> **EXERCISE**: Each line below must be set down exactly as it stands.
==== SOURCE RECORDS
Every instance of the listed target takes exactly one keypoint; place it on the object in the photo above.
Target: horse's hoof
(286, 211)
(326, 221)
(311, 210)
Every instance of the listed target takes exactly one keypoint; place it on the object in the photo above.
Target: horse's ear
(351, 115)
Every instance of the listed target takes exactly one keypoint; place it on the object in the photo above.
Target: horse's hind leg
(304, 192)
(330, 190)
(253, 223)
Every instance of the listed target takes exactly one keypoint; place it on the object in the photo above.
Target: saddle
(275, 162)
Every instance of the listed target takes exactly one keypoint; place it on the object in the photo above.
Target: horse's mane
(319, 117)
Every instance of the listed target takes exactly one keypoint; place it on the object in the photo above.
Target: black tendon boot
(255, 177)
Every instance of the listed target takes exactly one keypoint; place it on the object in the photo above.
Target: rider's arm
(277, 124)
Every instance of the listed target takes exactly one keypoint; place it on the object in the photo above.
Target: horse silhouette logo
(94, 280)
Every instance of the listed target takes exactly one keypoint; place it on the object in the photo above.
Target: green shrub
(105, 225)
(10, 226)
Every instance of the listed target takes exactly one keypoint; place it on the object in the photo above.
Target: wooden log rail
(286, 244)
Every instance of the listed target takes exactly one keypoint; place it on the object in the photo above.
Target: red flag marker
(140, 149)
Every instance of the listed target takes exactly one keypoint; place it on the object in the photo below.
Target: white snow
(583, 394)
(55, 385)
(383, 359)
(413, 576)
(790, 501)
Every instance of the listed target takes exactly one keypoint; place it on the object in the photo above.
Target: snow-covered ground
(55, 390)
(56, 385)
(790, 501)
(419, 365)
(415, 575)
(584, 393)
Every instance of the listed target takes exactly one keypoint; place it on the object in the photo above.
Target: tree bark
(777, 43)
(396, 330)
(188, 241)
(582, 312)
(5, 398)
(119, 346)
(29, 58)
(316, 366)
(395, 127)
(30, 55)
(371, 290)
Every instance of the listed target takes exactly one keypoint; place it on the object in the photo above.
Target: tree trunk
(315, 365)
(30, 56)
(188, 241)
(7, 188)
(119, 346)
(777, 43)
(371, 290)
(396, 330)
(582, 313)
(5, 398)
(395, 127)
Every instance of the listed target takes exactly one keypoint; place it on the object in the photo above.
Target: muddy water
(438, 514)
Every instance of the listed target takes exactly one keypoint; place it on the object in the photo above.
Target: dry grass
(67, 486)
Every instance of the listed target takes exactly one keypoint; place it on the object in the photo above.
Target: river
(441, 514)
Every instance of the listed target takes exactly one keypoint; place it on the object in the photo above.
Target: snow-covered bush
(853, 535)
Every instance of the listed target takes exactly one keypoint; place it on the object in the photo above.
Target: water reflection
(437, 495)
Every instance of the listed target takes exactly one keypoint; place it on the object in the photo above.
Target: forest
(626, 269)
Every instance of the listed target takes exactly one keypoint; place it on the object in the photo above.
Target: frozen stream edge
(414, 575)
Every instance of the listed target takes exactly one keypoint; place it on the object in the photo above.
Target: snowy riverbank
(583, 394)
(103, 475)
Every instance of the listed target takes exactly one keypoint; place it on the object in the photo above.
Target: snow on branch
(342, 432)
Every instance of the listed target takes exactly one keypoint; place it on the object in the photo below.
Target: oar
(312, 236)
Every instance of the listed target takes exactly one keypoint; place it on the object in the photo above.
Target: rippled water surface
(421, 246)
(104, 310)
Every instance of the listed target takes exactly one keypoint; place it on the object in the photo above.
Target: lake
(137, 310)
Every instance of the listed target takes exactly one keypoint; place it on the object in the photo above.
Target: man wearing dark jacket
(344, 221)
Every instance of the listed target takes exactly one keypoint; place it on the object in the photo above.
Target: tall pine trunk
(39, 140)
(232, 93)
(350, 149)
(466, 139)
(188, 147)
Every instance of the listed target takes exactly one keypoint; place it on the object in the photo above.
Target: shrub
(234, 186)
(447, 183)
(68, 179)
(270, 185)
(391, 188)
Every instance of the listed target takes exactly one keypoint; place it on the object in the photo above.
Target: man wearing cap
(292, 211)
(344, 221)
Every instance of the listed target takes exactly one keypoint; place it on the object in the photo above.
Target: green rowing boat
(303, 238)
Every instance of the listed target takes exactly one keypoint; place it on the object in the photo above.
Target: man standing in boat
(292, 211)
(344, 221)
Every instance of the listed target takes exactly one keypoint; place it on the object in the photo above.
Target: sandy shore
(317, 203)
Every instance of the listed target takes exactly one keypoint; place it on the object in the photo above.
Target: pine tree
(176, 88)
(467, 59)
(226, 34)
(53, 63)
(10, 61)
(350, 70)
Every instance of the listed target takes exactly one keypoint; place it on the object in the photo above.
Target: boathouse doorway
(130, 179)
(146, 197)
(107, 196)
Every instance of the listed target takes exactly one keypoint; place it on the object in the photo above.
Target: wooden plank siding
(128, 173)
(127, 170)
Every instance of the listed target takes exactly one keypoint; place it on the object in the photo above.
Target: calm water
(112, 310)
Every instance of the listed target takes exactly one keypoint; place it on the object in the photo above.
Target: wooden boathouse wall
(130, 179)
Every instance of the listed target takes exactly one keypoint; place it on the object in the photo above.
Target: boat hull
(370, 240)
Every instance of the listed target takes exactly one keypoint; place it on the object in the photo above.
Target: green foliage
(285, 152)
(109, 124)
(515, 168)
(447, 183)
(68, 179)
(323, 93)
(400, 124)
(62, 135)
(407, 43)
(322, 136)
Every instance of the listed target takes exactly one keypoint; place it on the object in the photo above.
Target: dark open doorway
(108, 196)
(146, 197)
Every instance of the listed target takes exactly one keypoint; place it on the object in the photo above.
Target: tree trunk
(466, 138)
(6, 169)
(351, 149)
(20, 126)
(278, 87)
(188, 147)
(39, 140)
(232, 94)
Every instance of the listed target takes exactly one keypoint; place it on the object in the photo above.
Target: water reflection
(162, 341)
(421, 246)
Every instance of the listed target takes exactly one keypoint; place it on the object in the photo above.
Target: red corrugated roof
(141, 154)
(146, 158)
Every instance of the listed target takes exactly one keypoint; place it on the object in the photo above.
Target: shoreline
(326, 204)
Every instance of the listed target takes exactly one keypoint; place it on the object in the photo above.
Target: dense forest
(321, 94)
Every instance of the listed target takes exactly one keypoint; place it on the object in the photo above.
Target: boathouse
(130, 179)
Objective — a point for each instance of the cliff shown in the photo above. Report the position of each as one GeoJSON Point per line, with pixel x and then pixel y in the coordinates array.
========
> **RESPONSE BELOW**:
Every instance of the listed target takes exactly one keypoint; place it on the object in the photo above.
Target: horse's hoof
(286, 211)
(326, 221)
(311, 210)
Every instance of the listed target takes exactly one keypoint; place it on the object in the photo above.
Target: horse's ear
(351, 115)
Every instance of the listed target takes exactly one keypoint; place it on the object in the photo above.
Target: horse's hind leg
(304, 192)
(330, 190)
(253, 223)
Every instance of the listed target takes exactly one keypoint; place it on the object in the photo above.
Target: saddle
(275, 162)
Every instance of the listed target takes exactly one keypoint; place it on the object in the photo above.
Target: horse's mane
(319, 117)
Every instance of the listed target takes exactly one keypoint; place it on the object in the photo above.
Target: black tendon boot
(255, 177)
Every instance of the listed target takes exactly one keypoint; place it on the object in the photo above.
Target: rider's arm
(277, 124)
Every instance of the listed target takes exactly one keypoint; place it on the object in the photo above.
Target: horse silhouette logo
(94, 280)
Every instance of the listed target takes exactly one keypoint; place it on the object in the photo above.
Target: green shrub
(105, 225)
(10, 226)
Every instance of the listed target takes exactly one keypoint; place it on the object in the photo above.
Target: wooden log rail
(286, 244)
Every instance of the listed target takes exactly one keypoint; place it on the object in the photo above.
Target: red flag marker
(140, 149)
Every instance of the listed target takes exactly one keypoint; place it on the object in the photo below.
Target: white snow
(583, 394)
(55, 385)
(383, 359)
(413, 576)
(790, 501)
Every instance of the listed target takes exactly one keypoint; place it on the object in the photo above.
Target: snow-covered ground
(55, 390)
(56, 385)
(790, 501)
(419, 365)
(415, 575)
(584, 393)
Every instance of the listed target takes exactly one keypoint; place it on the object in the photo above.
Target: tree bark
(777, 43)
(396, 330)
(188, 241)
(582, 312)
(5, 398)
(119, 346)
(29, 58)
(316, 366)
(395, 127)
(30, 55)
(371, 290)
Every instance of the listed target takes exactly one keypoint; place it on the object in the photo above.
Target: tree trunk
(315, 365)
(30, 56)
(188, 241)
(7, 188)
(119, 346)
(777, 43)
(371, 290)
(396, 330)
(582, 313)
(5, 398)
(395, 127)
Every instance of the listed target takes exactly one keypoint; place it on the object in the photo above.
Target: muddy water
(438, 514)
Every instance of the listed target takes exactly one keypoint; place it on the object in the photo above.
Target: dry grass
(67, 486)
Every instance of the listed target takes exactly one keypoint; place it on the object in the photo above.
Target: river
(441, 514)
Every instance of the listed target takes exactly one keypoint; place it on the object in the photo above.
Target: snow-covered bush
(853, 535)
Every instance of the listed target takes exactly one keypoint; place it on the object in the photo above.
Target: water reflection
(437, 495)
Every instance of the listed target takes exactly one keypoint; place it on the object in the photo above.
Target: forest
(626, 269)
Every instance of the listed target takes exactly one keypoint; place it on the object in the photo above.
Target: frozen stream edge
(414, 575)
Every instance of the listed target takes exactly one keypoint; place it on the object in the photo above.
Target: snowy riverbank
(583, 394)
(103, 475)
Every instance of the listed target takes exactly one keypoint; place it on the object in the photo above.
Target: snow on branch
(342, 432)
Every instance of the listed target takes exactly one keypoint; place it on the object in the photo below.
Target: oar
(312, 236)
Every instance of the listed target takes exactly one keypoint; place it on the object in the photo above.
Target: rippled water surface
(421, 246)
(104, 310)
Every instance of the listed target takes exactly one keypoint; place it on the object in the photo above.
Target: lake
(137, 310)
Every instance of the listed target takes exactly one keypoint; place it on the object in the photo above.
Target: man wearing dark jacket
(344, 221)
Every instance of the listed target takes exactly one keypoint; place it on the object in the photo above.
Target: tall pine trunk
(39, 140)
(232, 93)
(350, 149)
(466, 139)
(188, 147)
Every instance of the listed target takes exactly one keypoint; place it on the object in the photo above.
Target: shrub
(234, 186)
(447, 183)
(68, 179)
(270, 185)
(391, 188)
Every instance of the listed target takes exactly one keypoint; place it on the object in the photo above.
Target: man wearing cap
(292, 211)
(344, 221)
Every instance of the listed target takes exactly one keypoint; place it on the object in the photo above.
Target: green rowing boat
(303, 238)
Every instance of the listed target takes exactly one keypoint; place it on the object in the photo above.
Target: man standing in boat
(292, 211)
(344, 221)
Every instance of the listed target takes exactly one keypoint; place it on the object in the photo above.
Target: sandy shore
(317, 203)
Every instance of the listed target takes exactly one keypoint; place it on the object in the photo above.
Target: pine tree
(176, 88)
(467, 59)
(226, 34)
(53, 63)
(10, 61)
(350, 70)
Every instance of the listed target takes exactly one keypoint; place it on the object in the photo above.
Target: boathouse doorway
(130, 179)
(146, 197)
(107, 196)
Every instance of the listed target takes exactly one keypoint; place it on the object in the photo above.
Target: wooden plank siding
(128, 173)
(127, 170)
Every instance of the listed target takes exactly one keypoint; place it on the object in the photo above.
Target: calm water
(112, 310)
Every instance of the listed target takes exactly one keypoint; place it on the object in the photo above.
Target: wooden boathouse wall
(130, 179)
Every instance of the listed target takes exactly one keypoint; place it on the object in the photo above.
Target: boat hull
(370, 240)
Every instance of the listed target takes exactly one keypoint; place it on the object in the photo above.
Target: green foliage
(285, 152)
(109, 124)
(515, 168)
(447, 183)
(68, 179)
(323, 93)
(400, 124)
(62, 135)
(407, 43)
(322, 136)
Every instance of the listed target takes exactly one keypoint; place it on the object in the photo above.
Target: dark open doorway
(108, 196)
(146, 197)
Every instance of the listed target takes exactly one keypoint; place it on the object in the photo above.
Target: tree trunk
(466, 138)
(6, 169)
(351, 149)
(20, 126)
(278, 87)
(188, 147)
(39, 140)
(232, 94)
Every instance of the listed target takes exactly one keypoint; place it on the object in the photo above.
Target: water reflection
(162, 341)
(421, 246)
Every instance of the listed target takes exactly one keypoint; place it on the object in the photo above.
Target: red corrugated roof
(141, 154)
(146, 158)
Every instance of the listed target takes exactly one keypoint; place it on the object in the photo above.
Target: shoreline
(326, 204)
Every instance of the listed target takes exactly one keypoint; place it on the object in the photo above.
Target: dense forest
(321, 94)
Every instance of the listed target takes exactly one keypoint; place it on the object in the photo above.
Target: boathouse
(130, 179)
Objective — a point for each instance of the cliff shown in the photo above. Report the position of each as one GeoJSON Point per line, with pixel x and then pixel y in the coordinates array.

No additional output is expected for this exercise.